Given problem:
Go through the items below and copy out each line that contains the word "head".

Dataset excerpts:

━━━━━━━━━━━━━━━━━━━━

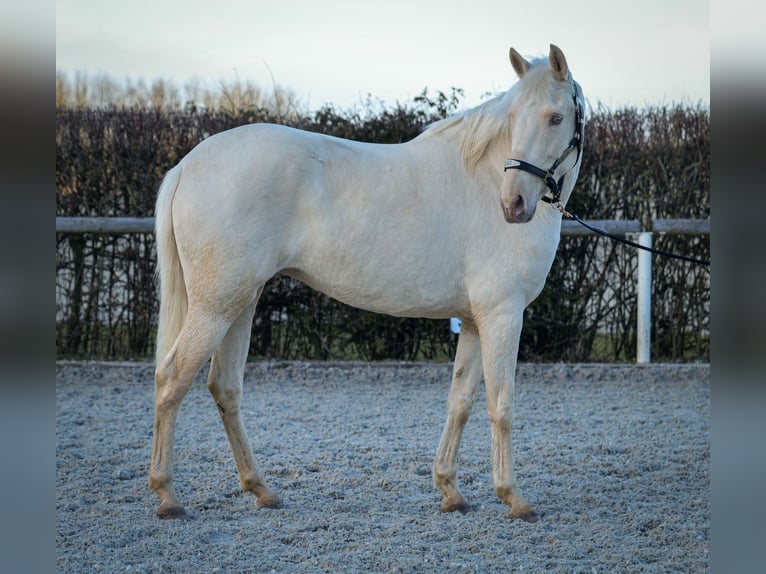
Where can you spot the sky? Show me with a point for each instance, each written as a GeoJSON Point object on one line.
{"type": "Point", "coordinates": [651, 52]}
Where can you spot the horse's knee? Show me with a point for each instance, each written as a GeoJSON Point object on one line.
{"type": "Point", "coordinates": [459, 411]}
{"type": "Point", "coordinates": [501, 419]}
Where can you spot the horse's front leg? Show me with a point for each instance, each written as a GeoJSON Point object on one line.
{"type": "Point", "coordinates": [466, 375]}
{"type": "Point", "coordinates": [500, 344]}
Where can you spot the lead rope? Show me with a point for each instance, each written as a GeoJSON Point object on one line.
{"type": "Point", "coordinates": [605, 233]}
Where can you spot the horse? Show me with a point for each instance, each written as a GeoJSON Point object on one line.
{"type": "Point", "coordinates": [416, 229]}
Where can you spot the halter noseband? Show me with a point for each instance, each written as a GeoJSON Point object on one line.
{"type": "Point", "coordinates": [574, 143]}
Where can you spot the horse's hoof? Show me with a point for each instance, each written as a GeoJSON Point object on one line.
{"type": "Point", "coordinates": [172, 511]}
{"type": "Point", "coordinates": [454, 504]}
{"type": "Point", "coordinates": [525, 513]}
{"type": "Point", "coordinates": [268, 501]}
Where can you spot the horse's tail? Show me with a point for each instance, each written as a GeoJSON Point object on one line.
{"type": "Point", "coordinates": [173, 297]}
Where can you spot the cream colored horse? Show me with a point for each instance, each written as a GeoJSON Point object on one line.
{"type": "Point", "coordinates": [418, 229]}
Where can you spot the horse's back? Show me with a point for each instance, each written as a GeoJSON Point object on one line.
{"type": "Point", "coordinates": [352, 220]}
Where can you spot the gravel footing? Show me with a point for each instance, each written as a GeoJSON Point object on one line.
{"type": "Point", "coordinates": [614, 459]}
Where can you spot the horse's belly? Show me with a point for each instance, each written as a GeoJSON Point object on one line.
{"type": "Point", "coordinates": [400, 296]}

━━━━━━━━━━━━━━━━━━━━

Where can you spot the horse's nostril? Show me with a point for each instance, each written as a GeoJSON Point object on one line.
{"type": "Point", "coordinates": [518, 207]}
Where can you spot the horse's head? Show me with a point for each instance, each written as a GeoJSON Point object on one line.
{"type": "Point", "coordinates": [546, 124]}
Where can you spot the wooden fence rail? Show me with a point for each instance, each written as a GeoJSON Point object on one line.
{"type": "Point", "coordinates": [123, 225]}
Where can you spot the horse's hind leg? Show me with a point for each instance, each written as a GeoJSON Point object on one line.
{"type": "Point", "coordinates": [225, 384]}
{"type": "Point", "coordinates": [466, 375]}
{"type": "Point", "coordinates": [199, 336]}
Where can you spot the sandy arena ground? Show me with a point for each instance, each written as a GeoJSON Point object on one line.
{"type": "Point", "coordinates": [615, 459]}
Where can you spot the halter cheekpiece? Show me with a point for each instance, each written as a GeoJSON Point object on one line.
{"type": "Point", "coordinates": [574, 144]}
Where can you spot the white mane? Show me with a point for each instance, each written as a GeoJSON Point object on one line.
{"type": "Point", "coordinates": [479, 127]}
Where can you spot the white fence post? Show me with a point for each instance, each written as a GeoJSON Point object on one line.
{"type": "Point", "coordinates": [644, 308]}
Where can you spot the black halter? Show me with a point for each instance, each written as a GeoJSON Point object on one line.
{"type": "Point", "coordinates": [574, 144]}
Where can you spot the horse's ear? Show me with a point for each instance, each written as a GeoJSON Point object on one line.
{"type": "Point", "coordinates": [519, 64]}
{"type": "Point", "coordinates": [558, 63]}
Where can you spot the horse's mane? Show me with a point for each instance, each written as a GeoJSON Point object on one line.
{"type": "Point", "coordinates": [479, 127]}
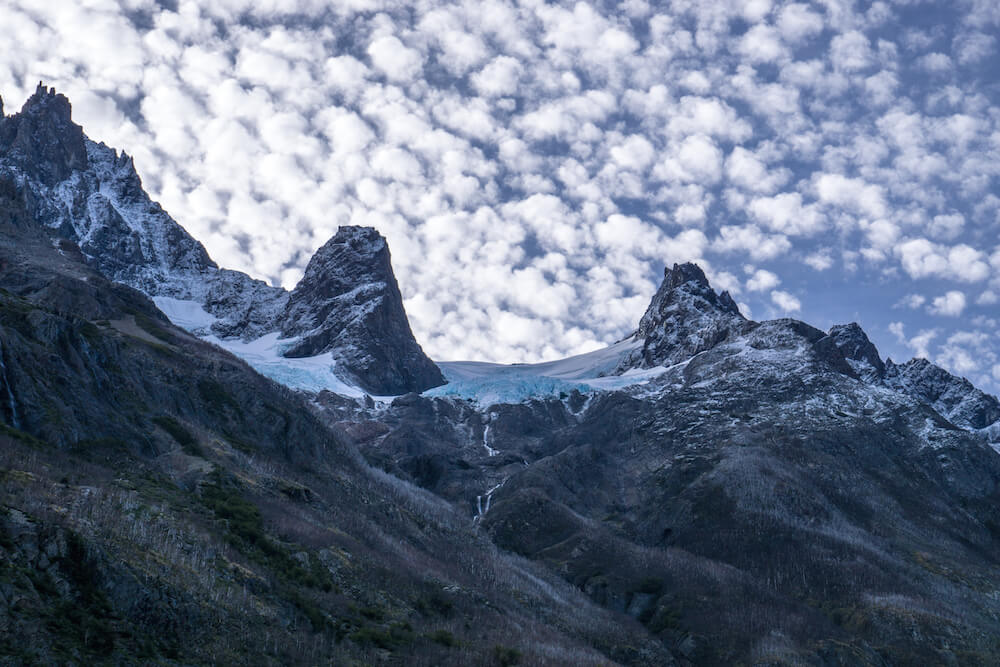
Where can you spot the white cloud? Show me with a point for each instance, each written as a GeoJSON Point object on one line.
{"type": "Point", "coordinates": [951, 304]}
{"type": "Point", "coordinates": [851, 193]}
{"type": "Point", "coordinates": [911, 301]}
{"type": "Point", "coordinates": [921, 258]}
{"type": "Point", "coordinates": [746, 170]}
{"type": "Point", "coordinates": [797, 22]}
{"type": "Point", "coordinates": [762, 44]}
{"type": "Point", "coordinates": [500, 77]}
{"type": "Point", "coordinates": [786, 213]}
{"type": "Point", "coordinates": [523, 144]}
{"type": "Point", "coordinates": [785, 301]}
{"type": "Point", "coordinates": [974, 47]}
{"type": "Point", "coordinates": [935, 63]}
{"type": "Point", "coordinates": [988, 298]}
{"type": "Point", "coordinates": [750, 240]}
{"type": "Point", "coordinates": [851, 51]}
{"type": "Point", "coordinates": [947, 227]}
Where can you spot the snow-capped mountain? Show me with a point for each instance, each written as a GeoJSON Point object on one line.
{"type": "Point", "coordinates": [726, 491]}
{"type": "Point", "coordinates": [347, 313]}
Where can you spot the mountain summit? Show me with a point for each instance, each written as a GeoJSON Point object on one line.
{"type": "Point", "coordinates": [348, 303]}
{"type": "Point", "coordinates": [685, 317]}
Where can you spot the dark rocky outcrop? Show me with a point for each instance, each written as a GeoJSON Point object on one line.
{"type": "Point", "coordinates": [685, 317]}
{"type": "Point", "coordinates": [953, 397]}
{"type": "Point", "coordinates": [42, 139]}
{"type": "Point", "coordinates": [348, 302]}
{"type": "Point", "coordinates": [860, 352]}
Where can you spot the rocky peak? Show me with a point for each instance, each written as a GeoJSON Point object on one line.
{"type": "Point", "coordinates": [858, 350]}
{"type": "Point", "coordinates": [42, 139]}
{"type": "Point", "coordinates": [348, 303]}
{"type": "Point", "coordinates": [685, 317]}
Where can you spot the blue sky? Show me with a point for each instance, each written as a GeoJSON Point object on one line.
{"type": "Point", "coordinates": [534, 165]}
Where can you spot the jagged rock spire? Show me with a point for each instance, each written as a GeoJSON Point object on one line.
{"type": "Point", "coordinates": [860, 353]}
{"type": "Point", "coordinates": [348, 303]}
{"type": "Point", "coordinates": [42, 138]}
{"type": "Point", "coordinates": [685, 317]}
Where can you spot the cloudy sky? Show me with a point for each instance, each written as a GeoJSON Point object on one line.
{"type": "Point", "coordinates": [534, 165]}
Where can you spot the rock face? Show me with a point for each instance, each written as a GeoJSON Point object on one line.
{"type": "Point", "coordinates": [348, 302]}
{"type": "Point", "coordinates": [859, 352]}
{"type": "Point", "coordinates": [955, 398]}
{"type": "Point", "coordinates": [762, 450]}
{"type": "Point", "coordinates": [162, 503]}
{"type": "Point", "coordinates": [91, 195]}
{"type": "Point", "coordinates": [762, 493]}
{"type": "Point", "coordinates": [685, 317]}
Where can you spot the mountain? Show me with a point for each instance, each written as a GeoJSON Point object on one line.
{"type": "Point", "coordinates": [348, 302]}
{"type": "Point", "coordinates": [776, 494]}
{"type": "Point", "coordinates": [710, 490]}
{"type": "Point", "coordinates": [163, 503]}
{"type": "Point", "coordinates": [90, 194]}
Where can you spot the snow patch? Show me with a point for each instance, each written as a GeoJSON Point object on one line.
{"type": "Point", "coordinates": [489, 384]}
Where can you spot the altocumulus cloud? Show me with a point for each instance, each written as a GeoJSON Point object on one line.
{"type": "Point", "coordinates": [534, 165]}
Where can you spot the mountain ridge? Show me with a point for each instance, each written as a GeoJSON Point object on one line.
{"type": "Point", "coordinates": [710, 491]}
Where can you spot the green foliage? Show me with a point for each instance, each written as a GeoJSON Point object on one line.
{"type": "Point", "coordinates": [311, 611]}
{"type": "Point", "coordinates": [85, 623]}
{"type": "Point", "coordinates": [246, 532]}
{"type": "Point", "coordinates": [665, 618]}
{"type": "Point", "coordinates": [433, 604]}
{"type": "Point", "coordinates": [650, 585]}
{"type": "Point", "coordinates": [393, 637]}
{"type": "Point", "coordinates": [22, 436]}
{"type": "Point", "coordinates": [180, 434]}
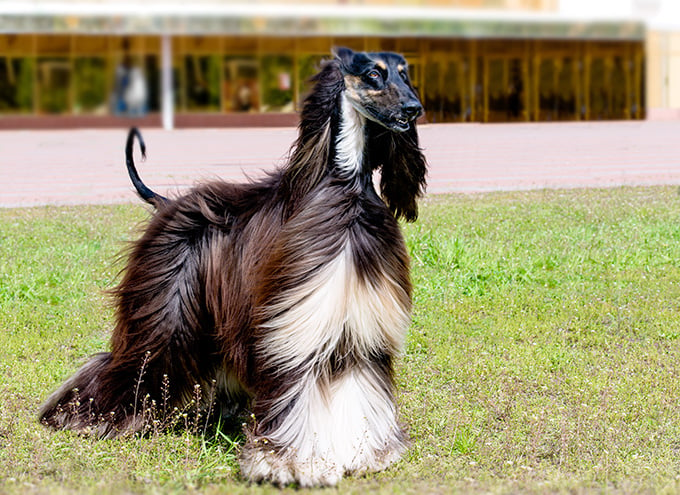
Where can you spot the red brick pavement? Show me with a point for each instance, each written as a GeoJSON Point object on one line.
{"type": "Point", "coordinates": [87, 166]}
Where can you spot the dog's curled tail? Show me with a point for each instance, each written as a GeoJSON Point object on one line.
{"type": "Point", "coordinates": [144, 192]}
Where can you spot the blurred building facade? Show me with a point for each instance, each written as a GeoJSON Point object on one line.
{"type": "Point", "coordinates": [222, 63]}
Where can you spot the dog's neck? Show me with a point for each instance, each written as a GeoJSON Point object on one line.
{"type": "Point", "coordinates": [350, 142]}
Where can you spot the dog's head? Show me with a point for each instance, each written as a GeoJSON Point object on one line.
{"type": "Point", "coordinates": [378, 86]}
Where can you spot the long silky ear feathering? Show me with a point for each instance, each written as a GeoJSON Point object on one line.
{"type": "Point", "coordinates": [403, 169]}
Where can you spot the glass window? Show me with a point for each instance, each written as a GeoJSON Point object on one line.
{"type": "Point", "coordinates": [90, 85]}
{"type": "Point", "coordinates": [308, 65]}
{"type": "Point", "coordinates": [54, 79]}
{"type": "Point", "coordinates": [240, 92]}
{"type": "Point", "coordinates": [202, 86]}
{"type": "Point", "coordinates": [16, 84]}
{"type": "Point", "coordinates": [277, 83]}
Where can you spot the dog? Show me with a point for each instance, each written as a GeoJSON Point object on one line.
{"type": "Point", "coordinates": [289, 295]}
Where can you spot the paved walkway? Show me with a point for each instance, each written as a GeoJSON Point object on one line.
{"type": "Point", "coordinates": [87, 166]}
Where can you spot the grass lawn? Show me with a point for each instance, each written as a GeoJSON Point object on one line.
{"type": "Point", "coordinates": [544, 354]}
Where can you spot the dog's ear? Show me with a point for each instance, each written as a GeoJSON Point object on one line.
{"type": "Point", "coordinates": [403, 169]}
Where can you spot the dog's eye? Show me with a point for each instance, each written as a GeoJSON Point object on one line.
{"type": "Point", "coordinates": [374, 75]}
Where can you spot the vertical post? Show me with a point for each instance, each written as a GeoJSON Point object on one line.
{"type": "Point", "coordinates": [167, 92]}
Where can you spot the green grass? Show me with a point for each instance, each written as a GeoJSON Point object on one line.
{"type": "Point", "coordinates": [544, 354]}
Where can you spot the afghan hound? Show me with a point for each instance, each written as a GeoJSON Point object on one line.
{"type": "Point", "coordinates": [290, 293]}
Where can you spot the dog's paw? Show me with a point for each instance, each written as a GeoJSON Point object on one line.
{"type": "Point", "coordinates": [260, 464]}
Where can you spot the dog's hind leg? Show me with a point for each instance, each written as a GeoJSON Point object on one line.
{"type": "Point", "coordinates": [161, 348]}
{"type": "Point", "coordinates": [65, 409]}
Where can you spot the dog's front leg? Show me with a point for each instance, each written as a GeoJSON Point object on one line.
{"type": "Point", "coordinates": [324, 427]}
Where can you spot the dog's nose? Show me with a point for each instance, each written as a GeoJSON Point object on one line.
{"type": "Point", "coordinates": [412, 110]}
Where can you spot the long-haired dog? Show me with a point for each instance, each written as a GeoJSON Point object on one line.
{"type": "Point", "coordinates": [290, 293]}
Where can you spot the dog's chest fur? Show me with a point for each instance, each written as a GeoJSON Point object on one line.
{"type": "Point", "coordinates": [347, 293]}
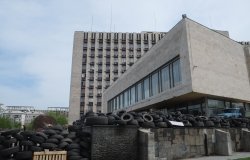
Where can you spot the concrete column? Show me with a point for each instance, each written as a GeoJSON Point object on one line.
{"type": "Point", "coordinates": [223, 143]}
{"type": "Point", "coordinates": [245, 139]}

━━━━━━━━━━━━━━━━━━━━

Answer to the problem:
Where can you spot the horse's head? Show me with a point for each instance, each written as a GeoJSON Point object on one line.
Where can you spot the dog's head? Show me with a point for each instance, each written as a GeoJSON Point object on one line.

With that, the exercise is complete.